Dataset rows:
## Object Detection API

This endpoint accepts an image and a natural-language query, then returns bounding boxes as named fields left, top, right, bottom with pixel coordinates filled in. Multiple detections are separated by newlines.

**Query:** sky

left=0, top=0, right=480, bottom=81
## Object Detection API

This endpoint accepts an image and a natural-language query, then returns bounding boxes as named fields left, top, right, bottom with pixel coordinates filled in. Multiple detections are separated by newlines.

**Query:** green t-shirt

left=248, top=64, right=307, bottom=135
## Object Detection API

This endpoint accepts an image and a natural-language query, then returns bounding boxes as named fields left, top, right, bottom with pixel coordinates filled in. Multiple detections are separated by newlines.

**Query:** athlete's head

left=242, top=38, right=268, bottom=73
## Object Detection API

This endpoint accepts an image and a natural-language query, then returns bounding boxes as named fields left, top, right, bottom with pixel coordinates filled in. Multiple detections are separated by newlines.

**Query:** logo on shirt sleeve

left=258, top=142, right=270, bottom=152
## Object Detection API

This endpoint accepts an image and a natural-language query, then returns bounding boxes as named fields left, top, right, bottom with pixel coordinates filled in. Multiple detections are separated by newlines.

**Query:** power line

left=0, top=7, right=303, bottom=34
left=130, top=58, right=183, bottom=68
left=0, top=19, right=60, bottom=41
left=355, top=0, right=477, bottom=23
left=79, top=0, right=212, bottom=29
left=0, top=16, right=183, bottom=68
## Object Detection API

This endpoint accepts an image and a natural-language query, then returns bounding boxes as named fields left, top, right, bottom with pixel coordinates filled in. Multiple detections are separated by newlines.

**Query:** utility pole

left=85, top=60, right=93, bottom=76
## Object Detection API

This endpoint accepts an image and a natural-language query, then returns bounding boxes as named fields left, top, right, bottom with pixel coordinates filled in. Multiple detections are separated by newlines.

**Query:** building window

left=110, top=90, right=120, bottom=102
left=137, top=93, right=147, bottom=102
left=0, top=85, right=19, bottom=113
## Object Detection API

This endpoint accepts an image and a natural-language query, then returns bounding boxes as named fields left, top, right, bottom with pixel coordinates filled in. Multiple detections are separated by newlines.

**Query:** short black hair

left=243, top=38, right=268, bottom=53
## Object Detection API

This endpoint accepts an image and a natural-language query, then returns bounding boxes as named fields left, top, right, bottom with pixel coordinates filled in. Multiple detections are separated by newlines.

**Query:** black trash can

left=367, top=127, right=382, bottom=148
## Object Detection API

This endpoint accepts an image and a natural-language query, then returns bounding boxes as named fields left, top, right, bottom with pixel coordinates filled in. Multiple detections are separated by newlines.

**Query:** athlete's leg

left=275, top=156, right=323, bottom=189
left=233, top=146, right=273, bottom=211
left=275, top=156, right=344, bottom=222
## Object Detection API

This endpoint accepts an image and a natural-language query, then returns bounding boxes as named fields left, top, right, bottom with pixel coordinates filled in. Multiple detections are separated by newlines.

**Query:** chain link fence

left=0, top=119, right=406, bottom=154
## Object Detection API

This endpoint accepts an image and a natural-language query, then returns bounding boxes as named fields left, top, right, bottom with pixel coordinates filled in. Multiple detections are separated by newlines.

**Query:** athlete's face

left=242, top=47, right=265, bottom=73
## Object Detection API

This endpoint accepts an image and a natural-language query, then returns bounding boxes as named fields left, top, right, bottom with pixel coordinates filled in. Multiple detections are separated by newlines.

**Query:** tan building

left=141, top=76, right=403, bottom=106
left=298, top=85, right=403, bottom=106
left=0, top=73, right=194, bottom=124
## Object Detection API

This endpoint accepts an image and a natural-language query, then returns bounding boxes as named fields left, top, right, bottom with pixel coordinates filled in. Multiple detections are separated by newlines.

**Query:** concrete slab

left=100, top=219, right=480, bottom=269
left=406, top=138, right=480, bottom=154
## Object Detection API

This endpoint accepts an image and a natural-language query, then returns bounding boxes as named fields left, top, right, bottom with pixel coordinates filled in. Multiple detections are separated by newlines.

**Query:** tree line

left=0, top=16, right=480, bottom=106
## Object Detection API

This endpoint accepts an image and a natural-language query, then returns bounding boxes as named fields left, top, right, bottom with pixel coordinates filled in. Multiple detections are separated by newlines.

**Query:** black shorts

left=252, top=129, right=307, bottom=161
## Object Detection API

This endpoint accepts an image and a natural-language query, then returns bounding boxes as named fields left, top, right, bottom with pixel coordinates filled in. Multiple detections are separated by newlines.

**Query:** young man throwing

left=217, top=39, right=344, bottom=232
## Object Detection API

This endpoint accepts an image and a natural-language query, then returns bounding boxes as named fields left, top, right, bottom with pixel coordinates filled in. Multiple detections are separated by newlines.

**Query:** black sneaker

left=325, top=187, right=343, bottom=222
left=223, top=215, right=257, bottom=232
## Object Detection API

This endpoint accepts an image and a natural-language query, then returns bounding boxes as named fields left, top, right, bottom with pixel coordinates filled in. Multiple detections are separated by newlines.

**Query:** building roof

Exercise:
Please count the lines in the entries above that contain the word "building". Give only the number.

Task solution:
3